Written exercise — Below are some records; reproduce every one of them exactly.

Input for this task —
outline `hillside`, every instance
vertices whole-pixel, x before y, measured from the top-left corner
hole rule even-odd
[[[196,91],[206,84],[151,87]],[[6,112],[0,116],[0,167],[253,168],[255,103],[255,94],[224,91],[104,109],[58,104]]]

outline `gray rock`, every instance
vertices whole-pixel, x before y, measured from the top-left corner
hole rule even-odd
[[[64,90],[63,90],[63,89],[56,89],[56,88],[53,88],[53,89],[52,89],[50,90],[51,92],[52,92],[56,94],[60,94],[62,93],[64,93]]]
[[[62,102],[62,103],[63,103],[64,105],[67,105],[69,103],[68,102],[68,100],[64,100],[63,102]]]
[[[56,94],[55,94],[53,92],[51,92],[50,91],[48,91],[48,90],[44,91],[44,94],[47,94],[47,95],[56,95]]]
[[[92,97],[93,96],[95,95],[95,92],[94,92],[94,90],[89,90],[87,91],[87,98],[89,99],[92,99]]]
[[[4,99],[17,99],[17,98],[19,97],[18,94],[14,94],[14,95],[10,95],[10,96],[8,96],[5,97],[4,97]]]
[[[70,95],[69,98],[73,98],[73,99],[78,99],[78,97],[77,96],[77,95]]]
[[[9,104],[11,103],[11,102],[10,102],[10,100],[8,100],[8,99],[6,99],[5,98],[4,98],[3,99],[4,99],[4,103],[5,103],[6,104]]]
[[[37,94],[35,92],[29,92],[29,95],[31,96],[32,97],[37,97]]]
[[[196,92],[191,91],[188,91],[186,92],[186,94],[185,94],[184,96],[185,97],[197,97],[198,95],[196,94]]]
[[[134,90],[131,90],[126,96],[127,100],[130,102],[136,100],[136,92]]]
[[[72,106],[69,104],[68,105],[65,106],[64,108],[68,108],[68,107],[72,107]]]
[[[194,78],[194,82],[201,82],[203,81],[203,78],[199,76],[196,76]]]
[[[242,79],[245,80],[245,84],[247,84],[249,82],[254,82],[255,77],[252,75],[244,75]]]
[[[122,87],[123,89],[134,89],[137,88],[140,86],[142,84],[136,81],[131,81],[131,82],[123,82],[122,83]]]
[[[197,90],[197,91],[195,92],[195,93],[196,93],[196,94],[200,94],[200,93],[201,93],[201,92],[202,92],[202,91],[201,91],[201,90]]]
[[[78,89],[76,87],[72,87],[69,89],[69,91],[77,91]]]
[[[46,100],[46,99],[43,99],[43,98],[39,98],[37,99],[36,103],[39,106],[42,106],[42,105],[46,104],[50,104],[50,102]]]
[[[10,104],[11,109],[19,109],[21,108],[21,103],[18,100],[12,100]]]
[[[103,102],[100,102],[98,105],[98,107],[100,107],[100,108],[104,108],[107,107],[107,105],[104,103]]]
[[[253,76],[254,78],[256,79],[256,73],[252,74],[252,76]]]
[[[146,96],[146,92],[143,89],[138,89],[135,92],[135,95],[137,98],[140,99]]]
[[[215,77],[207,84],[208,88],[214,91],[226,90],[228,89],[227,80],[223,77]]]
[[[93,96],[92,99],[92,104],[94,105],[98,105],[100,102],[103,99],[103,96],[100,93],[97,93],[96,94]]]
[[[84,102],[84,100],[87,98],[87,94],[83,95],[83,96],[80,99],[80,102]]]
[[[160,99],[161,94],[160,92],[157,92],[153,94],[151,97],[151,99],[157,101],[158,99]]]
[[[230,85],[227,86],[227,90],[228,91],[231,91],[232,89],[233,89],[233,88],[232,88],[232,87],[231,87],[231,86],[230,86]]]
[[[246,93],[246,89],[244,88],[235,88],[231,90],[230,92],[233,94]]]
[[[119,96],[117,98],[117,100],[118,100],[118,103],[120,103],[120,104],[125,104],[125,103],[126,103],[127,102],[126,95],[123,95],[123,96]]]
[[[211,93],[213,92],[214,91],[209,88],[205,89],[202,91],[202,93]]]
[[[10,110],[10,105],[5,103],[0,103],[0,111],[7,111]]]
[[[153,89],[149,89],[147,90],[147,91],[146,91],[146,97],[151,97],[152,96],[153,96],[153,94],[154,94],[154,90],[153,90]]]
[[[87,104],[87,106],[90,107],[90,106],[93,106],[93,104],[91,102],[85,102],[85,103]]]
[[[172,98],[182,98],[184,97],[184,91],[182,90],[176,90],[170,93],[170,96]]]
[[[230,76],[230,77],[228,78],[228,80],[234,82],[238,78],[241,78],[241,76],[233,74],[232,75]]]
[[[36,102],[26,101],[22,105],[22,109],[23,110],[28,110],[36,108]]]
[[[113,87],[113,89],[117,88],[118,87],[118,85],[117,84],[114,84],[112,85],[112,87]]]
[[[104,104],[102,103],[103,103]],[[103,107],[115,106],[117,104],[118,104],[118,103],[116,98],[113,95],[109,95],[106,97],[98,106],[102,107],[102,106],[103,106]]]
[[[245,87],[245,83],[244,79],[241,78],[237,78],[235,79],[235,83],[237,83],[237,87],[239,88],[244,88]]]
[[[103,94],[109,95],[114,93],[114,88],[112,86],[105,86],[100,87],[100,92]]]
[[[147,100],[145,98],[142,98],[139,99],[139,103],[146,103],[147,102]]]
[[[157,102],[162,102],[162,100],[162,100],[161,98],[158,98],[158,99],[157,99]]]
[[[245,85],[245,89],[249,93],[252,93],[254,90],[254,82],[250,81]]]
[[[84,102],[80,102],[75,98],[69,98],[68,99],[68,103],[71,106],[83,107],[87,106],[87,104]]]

Response for this exercise —
outline `hillside`, every instance
vertices whole-pixel, x before y, measured from the top-left corner
hole rule even-odd
[[[196,91],[206,84],[151,87]],[[6,112],[0,116],[0,167],[253,168],[255,103],[255,94],[224,91],[104,109],[58,104]]]

outline `gray rock`, every instance
vertices whole-pixel, x before y, measured from the top-left corner
hole rule even-odd
[[[64,90],[63,90],[63,89],[56,89],[56,88],[53,88],[53,89],[52,89],[50,90],[51,92],[52,92],[56,94],[60,94],[62,93],[64,93]]]
[[[62,102],[62,103],[63,103],[64,105],[67,105],[69,103],[68,102],[68,100],[64,100],[63,102]]]
[[[56,94],[55,94],[53,92],[51,92],[50,91],[48,91],[48,90],[44,91],[44,94],[47,94],[47,95],[56,95]]]
[[[92,97],[93,96],[95,95],[95,92],[94,92],[94,90],[89,90],[87,91],[87,98],[89,99],[92,99]]]
[[[4,99],[17,99],[17,98],[19,97],[18,94],[14,94],[14,95],[10,95],[10,96],[8,96],[5,97],[4,97]]]
[[[70,95],[69,98],[73,98],[73,99],[78,99],[78,97],[77,96],[77,95]]]
[[[9,104],[11,103],[11,102],[10,102],[10,100],[8,100],[8,99],[6,99],[5,98],[4,98],[3,99],[4,99],[4,103],[5,103],[6,104]]]
[[[37,94],[35,92],[29,92],[29,95],[31,96],[32,97],[37,97]]]
[[[196,92],[191,91],[188,91],[186,92],[186,94],[185,94],[184,96],[185,97],[197,97],[198,95],[196,94]]]
[[[134,90],[131,90],[126,96],[127,100],[130,102],[136,100],[136,92]]]
[[[72,106],[69,104],[68,105],[65,106],[64,108],[68,108],[68,107],[72,107]]]
[[[194,78],[194,82],[201,82],[203,81],[203,78],[199,76],[196,76]]]
[[[242,79],[245,80],[245,84],[247,84],[249,82],[254,82],[255,77],[252,75],[244,75]]]
[[[122,87],[123,89],[134,89],[137,88],[140,86],[142,84],[136,81],[131,81],[131,82],[123,82],[122,83]]]
[[[197,90],[197,91],[195,92],[195,93],[196,93],[196,94],[200,94],[200,93],[201,93],[201,92],[202,92],[202,91],[201,91],[201,90]]]
[[[78,89],[76,87],[72,87],[69,89],[69,91],[77,91]]]
[[[46,100],[46,99],[43,99],[43,98],[39,98],[37,99],[36,103],[39,106],[42,106],[42,105],[46,104],[50,104],[50,102]]]
[[[10,104],[11,109],[19,109],[21,108],[21,103],[18,100],[12,100]]]
[[[103,102],[100,102],[98,105],[98,107],[100,107],[100,108],[104,108],[107,107],[107,105],[104,103]]]
[[[253,76],[254,78],[256,79],[256,73],[252,74],[252,76]]]
[[[146,96],[146,92],[143,89],[138,89],[135,92],[135,95],[137,98],[140,99]]]
[[[215,77],[207,84],[208,88],[214,91],[226,90],[228,89],[227,80],[223,77]]]
[[[93,96],[92,99],[92,104],[94,105],[98,105],[100,102],[103,99],[103,96],[100,93],[97,93],[96,94]]]
[[[84,102],[84,100],[87,98],[87,94],[83,95],[83,96],[80,99],[80,102]]]
[[[160,99],[161,94],[160,92],[157,92],[153,94],[151,97],[151,99],[157,101],[158,99]]]
[[[230,85],[227,86],[227,90],[228,91],[231,91],[232,89],[233,89],[233,88],[232,88],[232,87],[231,87],[231,86],[230,86]]]
[[[246,93],[246,89],[244,88],[235,88],[231,90],[230,92],[233,94]]]
[[[119,96],[117,98],[117,100],[118,100],[118,103],[120,103],[120,104],[125,104],[125,103],[126,103],[127,102],[126,95],[123,95],[123,96]]]
[[[211,93],[213,92],[214,91],[209,88],[205,89],[202,91],[202,93]]]
[[[10,110],[10,105],[5,103],[0,103],[0,111],[7,111]]]
[[[153,89],[149,89],[147,90],[147,91],[146,91],[146,97],[151,97],[152,96],[153,96],[153,94],[154,94],[154,90],[153,90]]]
[[[87,104],[87,106],[90,107],[90,106],[93,106],[93,104],[91,102],[85,102],[85,103]]]
[[[172,98],[182,98],[184,97],[184,91],[182,90],[176,90],[170,93],[170,96]]]
[[[230,76],[230,77],[228,78],[228,80],[234,82],[238,78],[241,78],[241,76],[233,74],[232,75]]]
[[[36,102],[26,101],[22,105],[22,109],[23,110],[28,110],[36,108]]]
[[[113,87],[113,89],[117,88],[118,87],[118,85],[117,84],[114,84],[112,85],[112,87]]]
[[[104,104],[102,103],[103,103]],[[103,107],[115,106],[117,104],[118,104],[118,103],[116,98],[113,95],[109,95],[106,97],[98,106],[102,107],[102,106],[103,106]]]
[[[245,87],[245,83],[244,79],[241,78],[237,78],[235,79],[235,83],[237,83],[237,87],[239,88],[244,88]]]
[[[103,94],[109,95],[114,93],[114,88],[112,86],[105,86],[100,87],[100,92]]]
[[[147,100],[145,98],[142,98],[139,99],[139,103],[146,103],[147,102]]]
[[[157,102],[162,102],[162,100],[162,100],[161,98],[158,98],[158,99],[157,99]]]
[[[245,85],[245,89],[249,93],[252,93],[254,90],[254,82],[250,81]]]
[[[84,102],[80,102],[75,98],[69,98],[68,99],[68,103],[71,106],[83,107],[87,106],[87,104]]]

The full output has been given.